__Provided data__.
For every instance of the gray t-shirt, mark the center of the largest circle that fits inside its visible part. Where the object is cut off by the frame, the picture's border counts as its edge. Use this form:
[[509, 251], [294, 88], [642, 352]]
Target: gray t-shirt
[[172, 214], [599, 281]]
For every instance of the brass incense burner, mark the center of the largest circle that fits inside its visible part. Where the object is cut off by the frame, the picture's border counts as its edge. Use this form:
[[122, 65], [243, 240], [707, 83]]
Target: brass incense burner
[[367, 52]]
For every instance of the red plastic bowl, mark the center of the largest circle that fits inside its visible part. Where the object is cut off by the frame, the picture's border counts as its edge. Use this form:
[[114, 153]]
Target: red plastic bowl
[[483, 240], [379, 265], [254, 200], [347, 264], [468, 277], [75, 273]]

__Goal__.
Please print all of the items above again, reproducing every line verbatim.

__Response below__.
For every instance of the gray t-shirt, mark the center of the largest circle that fits inside its visible part. Where the object is cut off by the frame, the picture's border counts as its edge. Use this form:
[[509, 251], [294, 88], [642, 352]]
Target: gray t-shirt
[[172, 214], [599, 281]]
For every instance of the brass incense burner, mark the center of the largest circle that fits inside its visible part. Where the object is cut off by the frame, the picture's border counts as its edge. Use this form:
[[122, 65], [243, 240], [707, 83]]
Target: brass incense burner
[[367, 52]]
For every instance of the red plastic bowl, mark the center of the largest circle that fits inside its visible part. Where the object is cut off by the frame, the picture's border counts as its edge. Use this form:
[[114, 153]]
Target: red plastic bowl
[[483, 240], [379, 265], [254, 200], [347, 264], [468, 277], [75, 273]]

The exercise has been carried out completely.